What is needed here is every record, retyped without any change.

BEGIN

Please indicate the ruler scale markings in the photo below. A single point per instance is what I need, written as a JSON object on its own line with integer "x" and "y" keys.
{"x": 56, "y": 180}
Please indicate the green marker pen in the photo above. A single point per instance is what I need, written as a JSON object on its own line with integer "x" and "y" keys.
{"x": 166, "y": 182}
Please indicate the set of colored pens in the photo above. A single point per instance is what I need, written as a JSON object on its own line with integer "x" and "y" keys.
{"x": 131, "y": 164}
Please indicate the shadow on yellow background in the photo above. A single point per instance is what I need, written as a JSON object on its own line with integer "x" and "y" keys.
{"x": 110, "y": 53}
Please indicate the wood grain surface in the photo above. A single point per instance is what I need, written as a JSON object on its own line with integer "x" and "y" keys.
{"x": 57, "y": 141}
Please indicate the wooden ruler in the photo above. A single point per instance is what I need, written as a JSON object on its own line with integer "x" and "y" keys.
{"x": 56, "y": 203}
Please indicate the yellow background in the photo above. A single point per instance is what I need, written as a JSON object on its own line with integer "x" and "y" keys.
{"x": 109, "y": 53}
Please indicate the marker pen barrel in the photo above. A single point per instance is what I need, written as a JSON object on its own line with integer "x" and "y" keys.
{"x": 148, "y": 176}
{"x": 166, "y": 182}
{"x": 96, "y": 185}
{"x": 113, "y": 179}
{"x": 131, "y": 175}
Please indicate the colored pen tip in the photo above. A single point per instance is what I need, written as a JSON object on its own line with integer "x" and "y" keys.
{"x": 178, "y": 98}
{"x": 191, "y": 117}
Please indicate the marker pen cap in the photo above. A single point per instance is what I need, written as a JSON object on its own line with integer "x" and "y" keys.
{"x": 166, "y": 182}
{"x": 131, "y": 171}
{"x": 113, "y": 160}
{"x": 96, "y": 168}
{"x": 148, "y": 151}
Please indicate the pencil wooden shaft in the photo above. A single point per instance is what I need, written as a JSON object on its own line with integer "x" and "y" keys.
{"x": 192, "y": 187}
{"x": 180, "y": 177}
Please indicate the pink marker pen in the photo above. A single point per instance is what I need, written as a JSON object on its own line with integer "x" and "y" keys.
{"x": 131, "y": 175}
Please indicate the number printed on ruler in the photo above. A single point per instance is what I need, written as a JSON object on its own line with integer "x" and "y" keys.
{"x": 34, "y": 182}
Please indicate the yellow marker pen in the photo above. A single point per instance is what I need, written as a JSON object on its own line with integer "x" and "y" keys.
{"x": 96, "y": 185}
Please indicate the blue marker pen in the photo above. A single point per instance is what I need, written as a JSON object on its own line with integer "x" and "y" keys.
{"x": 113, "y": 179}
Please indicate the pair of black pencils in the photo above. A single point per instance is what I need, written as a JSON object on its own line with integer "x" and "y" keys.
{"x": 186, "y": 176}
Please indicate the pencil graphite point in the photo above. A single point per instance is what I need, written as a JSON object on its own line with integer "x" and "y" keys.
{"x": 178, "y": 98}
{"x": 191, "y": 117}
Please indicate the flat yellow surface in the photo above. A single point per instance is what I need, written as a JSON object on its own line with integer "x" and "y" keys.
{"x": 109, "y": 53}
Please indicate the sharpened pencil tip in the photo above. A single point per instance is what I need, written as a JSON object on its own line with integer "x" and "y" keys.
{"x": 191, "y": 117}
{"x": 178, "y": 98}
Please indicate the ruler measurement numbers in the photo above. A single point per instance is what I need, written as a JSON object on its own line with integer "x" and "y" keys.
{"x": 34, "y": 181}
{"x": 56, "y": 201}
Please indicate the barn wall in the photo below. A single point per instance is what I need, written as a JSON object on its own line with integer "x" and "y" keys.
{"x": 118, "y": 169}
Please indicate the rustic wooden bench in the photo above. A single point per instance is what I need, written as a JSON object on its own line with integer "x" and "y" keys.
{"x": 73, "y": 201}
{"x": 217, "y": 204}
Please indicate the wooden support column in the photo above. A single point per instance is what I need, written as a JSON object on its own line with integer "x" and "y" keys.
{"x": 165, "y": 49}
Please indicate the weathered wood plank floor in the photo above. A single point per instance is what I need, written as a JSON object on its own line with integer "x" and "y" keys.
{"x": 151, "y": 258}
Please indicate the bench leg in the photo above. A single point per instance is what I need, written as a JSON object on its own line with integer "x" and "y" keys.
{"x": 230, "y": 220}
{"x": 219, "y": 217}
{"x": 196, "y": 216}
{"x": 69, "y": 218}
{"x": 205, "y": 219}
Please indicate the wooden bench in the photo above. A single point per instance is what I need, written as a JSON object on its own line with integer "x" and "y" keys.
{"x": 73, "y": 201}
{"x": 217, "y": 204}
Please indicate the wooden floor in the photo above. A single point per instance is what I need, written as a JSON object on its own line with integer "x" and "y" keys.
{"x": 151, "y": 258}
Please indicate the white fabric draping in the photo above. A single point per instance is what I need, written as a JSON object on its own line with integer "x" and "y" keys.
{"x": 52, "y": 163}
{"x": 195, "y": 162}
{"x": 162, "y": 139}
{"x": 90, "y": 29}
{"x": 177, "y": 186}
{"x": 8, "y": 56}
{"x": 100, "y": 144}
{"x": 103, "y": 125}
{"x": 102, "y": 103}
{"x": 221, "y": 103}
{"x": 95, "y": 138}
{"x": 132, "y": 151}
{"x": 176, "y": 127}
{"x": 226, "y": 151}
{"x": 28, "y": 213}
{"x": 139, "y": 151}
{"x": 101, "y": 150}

END

**WRITTEN SOLUTION**
Please indicate the ruler scale markings in the photo below. A single point per instance is what I need, written as a JSON object on its own line with integer "x" and "y" keys.
{"x": 56, "y": 180}
Please indicate the green marker pen in the photo above. A single point per instance is what I need, written as a JSON object on its own line with integer "x" and "y" keys.
{"x": 166, "y": 182}
Please indicate the set of colored pens in the photo above. A single point per instance is what I need, written as a JSON object on its own line with integer "x" and "y" keys.
{"x": 131, "y": 164}
Please indicate the shadow on yellow background in the photo above. A single point per instance is what I need, written as a JSON object on its own line with integer "x" and "y" keys.
{"x": 110, "y": 53}
Please indicate the wood grain surface in the photo above. A single point per instance is what I need, written as a JSON object on its own line with integer "x" and "y" keys.
{"x": 57, "y": 141}
Please indicate the wooden ruler in the photo above. A single point per instance is what I need, written as a JSON object on its own line with integer "x" and "y" keys.
{"x": 56, "y": 203}
Please indicate the yellow background in the photo above. A single point per instance is what I need, written as a JSON object on its own line with integer "x" and "y" keys.
{"x": 109, "y": 53}
Please indicate the marker pen barrel in the photo above. A single point per instance is what I need, written as a JSON object on its own line with integer "x" and "y" keys.
{"x": 148, "y": 176}
{"x": 166, "y": 182}
{"x": 96, "y": 185}
{"x": 113, "y": 179}
{"x": 131, "y": 175}
Please indicate the colored pen tip in the photo above. A single point per instance is what I need, written as a JSON object on its own line with integer "x" and "y" keys.
{"x": 178, "y": 98}
{"x": 191, "y": 117}
Please indicate the marker pen cap in the photo above. A single point per instance is what I need, written as a JSON object on its own line with integer "x" and "y" keys.
{"x": 166, "y": 182}
{"x": 131, "y": 171}
{"x": 113, "y": 160}
{"x": 96, "y": 168}
{"x": 148, "y": 151}
Please indicate the pencil wooden shaft in the photo above. A single point per instance is what I need, written as a JSON object on its own line with integer "x" and "y" keys.
{"x": 192, "y": 187}
{"x": 180, "y": 177}
Please indicate the pink marker pen in the photo above. A single point per instance is what I need, written as a JSON object on its own line with integer "x" and "y" keys.
{"x": 131, "y": 175}
Please indicate the number printed on ruler in the photo above. A single point per instance is what I need, written as a JSON object on its own line with integer "x" and "y" keys.
{"x": 34, "y": 182}
Please indicate the yellow marker pen in the photo above. A single point per instance is what I need, written as a JSON object on its own line with integer "x" and "y" keys.
{"x": 96, "y": 185}
Please indicate the blue marker pen in the photo above. A single point per instance is what I need, written as a JSON object on its own line with integer "x" and "y" keys.
{"x": 113, "y": 179}
Please indicate the pair of black pencils in the photo above. A single point per instance is what I need, written as a JSON object on its own line with integer "x" and "y" keys.
{"x": 186, "y": 176}
Please indicate the pencil graphite point in the photo above. A single point per instance is what I need, written as a JSON object on its own line with integer "x" and "y" keys.
{"x": 178, "y": 98}
{"x": 191, "y": 117}
Please indicate the flat yellow surface in the photo above. A single point per instance is what I need, written as a JSON object on its own line with integer "x" and "y" keys.
{"x": 109, "y": 53}
Please indicate the sharpened pencil tip in the photo above. A single point per instance is what I need, written as a JSON object on its own line with integer "x" and "y" keys.
{"x": 191, "y": 117}
{"x": 178, "y": 98}
Please indicate the ruler measurement numbers in the photo above. A single point per instance is what I need, written as a JSON object on its own line with integer "x" and "y" keys.
{"x": 34, "y": 181}
{"x": 56, "y": 201}
Please indicate the barn wall in the photo below. A single point per instance is what I need, written as a JSON object on its own line with integer "x" and "y" keys.
{"x": 118, "y": 169}
Please indicate the rustic wooden bench in the photo above. A single point per instance is what I need, written as a JSON object on its own line with integer "x" and "y" keys.
{"x": 73, "y": 201}
{"x": 217, "y": 204}
Please indicate the wooden support column in the photo above. A single point per instance is what I need, written as a JSON object on its own line with integer "x" and "y" keys.
{"x": 165, "y": 49}
Please indicate the weathered wood plank floor in the photo above. A single point per instance is what I need, written as a JSON object on its own line with integer "x" and "y" keys.
{"x": 151, "y": 258}
Please indicate the bench leg in the photo above. A single point per instance is what I need, written as a JSON object on its own line with integer "x" and "y" keys.
{"x": 230, "y": 220}
{"x": 219, "y": 217}
{"x": 196, "y": 216}
{"x": 69, "y": 218}
{"x": 205, "y": 219}
Please indicate the wooden bench in the photo above. A single point per instance is what I need, written as a JSON object on its own line with integer "x" and "y" keys.
{"x": 73, "y": 201}
{"x": 217, "y": 204}
Please indicate the wooden floor in the photo above. A single point per instance is what I need, written as a JSON object on its own line with integer "x" and "y" keys.
{"x": 151, "y": 258}
Please indicate the white fabric draping in the photo above. A single point per instance is what I need, written as a JSON object on its own line with integer "x" and "y" keys.
{"x": 52, "y": 163}
{"x": 195, "y": 162}
{"x": 162, "y": 139}
{"x": 90, "y": 29}
{"x": 177, "y": 186}
{"x": 8, "y": 56}
{"x": 100, "y": 144}
{"x": 103, "y": 125}
{"x": 102, "y": 103}
{"x": 221, "y": 103}
{"x": 95, "y": 138}
{"x": 132, "y": 151}
{"x": 176, "y": 127}
{"x": 226, "y": 151}
{"x": 28, "y": 213}
{"x": 139, "y": 151}
{"x": 101, "y": 150}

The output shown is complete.